— BEGIN Provided records —
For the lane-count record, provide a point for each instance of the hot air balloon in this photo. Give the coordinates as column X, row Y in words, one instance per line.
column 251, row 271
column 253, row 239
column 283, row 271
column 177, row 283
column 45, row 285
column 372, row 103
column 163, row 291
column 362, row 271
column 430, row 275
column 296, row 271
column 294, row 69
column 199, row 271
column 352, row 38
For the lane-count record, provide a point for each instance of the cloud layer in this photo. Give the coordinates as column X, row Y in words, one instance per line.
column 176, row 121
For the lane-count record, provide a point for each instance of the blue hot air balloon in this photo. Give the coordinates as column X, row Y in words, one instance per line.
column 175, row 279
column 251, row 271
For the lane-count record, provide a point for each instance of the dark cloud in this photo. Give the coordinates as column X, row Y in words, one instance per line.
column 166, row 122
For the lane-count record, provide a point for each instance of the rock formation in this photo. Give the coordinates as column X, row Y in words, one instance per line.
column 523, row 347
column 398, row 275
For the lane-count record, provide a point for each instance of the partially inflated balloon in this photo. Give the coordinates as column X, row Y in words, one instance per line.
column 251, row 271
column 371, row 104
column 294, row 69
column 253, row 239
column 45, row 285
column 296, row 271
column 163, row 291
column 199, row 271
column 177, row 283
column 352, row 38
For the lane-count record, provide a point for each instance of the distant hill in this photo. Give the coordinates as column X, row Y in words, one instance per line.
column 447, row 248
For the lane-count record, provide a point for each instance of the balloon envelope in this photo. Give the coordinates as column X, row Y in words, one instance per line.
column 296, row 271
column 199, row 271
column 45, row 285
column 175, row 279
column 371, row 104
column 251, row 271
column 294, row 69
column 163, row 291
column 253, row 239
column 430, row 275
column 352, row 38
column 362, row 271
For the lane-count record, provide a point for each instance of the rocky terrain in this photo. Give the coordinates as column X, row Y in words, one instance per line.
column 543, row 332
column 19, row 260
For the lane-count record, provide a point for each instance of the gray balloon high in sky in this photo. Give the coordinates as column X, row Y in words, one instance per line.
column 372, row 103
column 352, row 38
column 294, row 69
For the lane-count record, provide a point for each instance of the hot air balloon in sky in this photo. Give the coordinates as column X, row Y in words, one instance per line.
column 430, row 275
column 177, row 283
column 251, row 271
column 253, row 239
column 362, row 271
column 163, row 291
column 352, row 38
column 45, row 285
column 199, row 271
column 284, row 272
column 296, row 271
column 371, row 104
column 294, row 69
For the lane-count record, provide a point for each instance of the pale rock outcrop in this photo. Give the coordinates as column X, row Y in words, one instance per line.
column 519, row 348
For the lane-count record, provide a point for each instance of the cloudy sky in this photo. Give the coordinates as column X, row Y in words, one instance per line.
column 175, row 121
— END Provided records —
● Exercise goal
Copy the records above word for word, beginning at the line that contains "of the gray" and continuing through the last line of the records.

● Answer for this exercise
For the lane-count record, provide a point for each instance of the gray balloon high in sky in this photo. Give the coordinates as column X, row Y in words, one instance per line.
column 372, row 103
column 352, row 38
column 294, row 69
For the lane-count record, provide a point for each instance of the hot air balloon in sky in this photo. Give the coordinates as column X, row Y in words, one instance per line.
column 430, row 275
column 177, row 283
column 251, row 271
column 253, row 239
column 362, row 271
column 163, row 291
column 352, row 38
column 45, row 285
column 199, row 271
column 284, row 272
column 296, row 271
column 371, row 104
column 294, row 69
For the lane-count record, provide a point for each instance of the pale rock outcrop in this photo. Give the coordinates as column X, row Y in words, one instance per line.
column 519, row 348
For the lane-count record, provide a point for each instance of the cloudy sky in this photo. Give the coordinates as column X, row Y in words, one instance per line.
column 175, row 121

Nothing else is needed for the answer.